*** Data under study Section Begins ***
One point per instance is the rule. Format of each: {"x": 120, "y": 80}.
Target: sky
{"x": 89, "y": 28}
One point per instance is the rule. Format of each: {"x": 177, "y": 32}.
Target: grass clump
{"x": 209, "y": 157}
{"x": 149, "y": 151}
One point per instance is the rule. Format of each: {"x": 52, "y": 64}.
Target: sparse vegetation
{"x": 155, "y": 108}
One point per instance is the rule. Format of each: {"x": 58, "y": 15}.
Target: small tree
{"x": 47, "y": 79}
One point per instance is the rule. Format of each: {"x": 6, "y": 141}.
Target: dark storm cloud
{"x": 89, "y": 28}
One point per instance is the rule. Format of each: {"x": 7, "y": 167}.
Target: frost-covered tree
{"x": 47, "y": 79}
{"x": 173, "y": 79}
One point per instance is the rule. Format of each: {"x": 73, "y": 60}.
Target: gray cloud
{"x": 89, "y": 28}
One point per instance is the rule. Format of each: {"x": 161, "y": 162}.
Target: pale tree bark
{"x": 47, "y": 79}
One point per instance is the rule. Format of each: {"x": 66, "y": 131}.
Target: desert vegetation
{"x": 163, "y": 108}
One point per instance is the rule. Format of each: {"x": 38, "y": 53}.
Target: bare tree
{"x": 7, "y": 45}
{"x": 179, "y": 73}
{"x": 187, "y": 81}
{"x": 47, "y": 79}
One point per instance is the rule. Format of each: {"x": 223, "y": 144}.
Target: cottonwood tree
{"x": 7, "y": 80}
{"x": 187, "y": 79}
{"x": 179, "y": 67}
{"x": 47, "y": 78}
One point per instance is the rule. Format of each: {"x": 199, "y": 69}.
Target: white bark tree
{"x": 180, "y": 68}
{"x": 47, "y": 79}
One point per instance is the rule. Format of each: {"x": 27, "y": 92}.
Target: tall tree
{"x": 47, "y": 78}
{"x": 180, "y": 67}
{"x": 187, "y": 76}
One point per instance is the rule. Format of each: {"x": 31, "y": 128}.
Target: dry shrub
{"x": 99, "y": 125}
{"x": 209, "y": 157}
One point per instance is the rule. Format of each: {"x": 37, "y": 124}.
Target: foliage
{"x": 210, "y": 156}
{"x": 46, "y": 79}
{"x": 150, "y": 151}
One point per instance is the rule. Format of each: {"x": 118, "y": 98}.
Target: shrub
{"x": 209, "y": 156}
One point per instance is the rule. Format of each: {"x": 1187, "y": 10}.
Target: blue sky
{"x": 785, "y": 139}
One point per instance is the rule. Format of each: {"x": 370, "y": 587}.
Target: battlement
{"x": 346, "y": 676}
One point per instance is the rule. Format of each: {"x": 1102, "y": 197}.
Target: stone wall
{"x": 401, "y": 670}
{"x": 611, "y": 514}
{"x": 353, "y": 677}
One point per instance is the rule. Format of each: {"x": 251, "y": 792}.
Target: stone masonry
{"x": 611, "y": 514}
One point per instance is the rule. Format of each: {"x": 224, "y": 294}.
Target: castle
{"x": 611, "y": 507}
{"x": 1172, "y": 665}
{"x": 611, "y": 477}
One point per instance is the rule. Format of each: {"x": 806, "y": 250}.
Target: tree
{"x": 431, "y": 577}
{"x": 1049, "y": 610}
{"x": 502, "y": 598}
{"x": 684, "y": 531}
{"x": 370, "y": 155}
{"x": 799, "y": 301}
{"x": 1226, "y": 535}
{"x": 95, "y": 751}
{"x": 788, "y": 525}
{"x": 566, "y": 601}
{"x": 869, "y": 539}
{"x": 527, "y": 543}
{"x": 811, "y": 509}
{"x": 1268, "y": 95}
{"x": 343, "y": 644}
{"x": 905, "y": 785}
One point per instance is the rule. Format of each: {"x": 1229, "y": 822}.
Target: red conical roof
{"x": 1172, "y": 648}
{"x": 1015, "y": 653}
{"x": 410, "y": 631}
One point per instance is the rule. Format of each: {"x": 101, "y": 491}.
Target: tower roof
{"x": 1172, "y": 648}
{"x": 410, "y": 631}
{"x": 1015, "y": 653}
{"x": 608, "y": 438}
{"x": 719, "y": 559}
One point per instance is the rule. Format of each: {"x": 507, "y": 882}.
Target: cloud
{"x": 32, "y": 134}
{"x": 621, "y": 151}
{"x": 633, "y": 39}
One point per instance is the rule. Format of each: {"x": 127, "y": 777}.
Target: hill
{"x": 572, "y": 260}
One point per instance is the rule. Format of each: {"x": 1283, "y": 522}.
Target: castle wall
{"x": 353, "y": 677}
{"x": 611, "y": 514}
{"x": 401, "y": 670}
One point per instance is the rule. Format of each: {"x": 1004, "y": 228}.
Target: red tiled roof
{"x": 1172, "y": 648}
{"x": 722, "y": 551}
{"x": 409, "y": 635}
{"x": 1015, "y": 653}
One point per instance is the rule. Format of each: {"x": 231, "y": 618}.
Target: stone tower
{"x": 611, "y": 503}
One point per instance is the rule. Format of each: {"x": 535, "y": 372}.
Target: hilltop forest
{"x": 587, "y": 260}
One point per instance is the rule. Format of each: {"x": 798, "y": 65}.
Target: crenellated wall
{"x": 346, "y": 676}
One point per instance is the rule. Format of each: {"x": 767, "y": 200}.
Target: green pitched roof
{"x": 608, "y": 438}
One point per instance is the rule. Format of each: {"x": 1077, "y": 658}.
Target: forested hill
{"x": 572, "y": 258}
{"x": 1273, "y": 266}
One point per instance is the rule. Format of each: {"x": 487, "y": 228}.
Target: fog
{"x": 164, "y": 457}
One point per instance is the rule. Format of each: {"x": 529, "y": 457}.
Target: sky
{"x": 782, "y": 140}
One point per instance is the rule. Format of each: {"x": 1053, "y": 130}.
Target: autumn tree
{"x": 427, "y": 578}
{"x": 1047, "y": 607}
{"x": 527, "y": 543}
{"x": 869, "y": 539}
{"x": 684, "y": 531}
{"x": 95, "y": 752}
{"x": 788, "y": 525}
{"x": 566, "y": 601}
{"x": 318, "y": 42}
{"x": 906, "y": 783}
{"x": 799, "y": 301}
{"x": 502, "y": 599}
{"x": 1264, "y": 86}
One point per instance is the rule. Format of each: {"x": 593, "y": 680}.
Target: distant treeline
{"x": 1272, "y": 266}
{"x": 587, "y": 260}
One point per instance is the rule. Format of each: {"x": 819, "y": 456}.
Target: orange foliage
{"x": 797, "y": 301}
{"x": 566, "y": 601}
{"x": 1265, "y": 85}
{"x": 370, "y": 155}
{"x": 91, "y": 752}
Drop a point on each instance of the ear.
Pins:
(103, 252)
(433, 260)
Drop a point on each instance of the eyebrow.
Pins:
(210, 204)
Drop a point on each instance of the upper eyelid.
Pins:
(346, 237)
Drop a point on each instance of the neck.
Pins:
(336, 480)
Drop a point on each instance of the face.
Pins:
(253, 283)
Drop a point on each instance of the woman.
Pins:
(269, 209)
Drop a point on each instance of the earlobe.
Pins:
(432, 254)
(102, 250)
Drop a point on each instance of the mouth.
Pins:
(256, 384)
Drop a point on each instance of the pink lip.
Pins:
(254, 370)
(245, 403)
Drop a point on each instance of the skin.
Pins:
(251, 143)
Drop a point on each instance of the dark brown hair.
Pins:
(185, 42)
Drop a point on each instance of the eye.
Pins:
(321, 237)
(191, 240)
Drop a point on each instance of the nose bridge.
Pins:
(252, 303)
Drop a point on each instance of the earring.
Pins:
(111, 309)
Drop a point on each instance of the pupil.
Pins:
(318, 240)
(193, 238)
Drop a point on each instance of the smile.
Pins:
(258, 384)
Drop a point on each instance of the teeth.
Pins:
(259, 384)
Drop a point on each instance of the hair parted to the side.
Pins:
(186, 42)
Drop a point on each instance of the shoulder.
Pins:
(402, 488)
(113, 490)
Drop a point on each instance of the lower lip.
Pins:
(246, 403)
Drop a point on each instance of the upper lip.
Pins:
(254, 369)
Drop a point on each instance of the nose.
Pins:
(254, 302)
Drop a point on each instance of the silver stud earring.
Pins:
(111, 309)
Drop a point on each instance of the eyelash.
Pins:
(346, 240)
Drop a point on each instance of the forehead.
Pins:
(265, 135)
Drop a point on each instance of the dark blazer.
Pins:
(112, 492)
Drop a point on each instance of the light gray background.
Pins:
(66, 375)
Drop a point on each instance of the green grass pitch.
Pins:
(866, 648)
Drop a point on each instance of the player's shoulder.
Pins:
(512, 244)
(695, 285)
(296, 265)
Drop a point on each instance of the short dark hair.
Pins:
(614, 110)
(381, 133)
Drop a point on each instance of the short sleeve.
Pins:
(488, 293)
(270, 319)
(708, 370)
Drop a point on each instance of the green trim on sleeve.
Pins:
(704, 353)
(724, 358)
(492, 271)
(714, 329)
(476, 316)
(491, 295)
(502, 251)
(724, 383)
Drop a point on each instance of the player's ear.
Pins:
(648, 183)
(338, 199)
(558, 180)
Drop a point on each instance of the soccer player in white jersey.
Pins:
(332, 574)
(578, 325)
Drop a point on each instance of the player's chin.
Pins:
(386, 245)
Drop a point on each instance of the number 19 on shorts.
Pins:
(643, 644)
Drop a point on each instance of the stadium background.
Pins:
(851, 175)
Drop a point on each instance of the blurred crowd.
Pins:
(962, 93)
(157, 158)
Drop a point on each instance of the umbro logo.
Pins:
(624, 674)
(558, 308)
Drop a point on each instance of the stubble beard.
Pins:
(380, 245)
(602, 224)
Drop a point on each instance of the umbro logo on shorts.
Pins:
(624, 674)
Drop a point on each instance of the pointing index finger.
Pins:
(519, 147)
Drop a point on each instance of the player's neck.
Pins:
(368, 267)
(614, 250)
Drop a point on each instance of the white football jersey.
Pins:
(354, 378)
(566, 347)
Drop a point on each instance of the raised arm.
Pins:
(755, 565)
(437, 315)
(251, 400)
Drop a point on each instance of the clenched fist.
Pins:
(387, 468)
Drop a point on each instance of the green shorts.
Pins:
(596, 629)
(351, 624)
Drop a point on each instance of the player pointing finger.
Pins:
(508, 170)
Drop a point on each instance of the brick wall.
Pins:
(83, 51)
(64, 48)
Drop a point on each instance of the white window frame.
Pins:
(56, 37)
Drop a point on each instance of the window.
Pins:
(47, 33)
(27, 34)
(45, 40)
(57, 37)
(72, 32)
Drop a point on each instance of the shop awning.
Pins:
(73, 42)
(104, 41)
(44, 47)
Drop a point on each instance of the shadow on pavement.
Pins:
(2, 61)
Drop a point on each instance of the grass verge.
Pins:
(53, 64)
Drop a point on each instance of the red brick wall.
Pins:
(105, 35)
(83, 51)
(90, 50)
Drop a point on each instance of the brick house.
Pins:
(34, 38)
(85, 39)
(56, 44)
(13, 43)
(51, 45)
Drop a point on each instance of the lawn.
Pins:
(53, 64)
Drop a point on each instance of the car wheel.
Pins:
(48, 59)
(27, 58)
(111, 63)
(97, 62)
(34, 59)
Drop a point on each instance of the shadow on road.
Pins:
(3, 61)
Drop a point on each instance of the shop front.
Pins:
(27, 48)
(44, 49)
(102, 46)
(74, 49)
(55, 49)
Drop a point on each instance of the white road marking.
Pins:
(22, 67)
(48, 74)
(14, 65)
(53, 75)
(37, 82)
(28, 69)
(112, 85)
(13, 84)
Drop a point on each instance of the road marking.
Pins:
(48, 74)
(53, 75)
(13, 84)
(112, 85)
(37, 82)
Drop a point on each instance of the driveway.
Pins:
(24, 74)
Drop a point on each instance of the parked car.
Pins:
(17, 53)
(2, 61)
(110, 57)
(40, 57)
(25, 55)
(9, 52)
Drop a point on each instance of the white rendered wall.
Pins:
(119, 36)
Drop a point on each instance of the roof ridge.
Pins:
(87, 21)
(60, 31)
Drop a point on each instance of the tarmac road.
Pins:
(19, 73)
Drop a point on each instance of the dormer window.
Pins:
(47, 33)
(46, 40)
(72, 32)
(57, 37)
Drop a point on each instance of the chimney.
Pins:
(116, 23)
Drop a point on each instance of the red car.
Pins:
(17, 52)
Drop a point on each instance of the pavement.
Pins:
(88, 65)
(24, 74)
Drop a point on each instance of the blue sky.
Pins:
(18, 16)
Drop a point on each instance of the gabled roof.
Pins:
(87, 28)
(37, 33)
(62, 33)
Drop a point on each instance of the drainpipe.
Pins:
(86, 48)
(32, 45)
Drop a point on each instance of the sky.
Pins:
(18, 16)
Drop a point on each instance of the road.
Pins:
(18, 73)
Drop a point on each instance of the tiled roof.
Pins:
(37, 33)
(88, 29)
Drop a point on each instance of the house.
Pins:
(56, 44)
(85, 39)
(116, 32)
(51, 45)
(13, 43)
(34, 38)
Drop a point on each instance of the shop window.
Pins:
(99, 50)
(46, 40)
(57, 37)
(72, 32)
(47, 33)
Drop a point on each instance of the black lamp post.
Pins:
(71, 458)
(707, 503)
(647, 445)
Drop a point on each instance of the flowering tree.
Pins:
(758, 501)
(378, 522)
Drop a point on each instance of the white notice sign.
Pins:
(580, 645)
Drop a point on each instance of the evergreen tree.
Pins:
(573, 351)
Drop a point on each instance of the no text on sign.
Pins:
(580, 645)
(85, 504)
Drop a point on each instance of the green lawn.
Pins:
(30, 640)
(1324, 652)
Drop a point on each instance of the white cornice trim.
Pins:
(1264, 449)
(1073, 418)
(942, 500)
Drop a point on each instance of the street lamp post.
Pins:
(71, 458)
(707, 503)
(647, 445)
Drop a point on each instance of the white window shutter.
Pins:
*** Data under study Section Ends ***
Your task is to copy each line of the material that contains the word "lamp".

Problem solution
Drop a point on each instance of the black lamp post.
Drop a point on each instance of the street lamp post.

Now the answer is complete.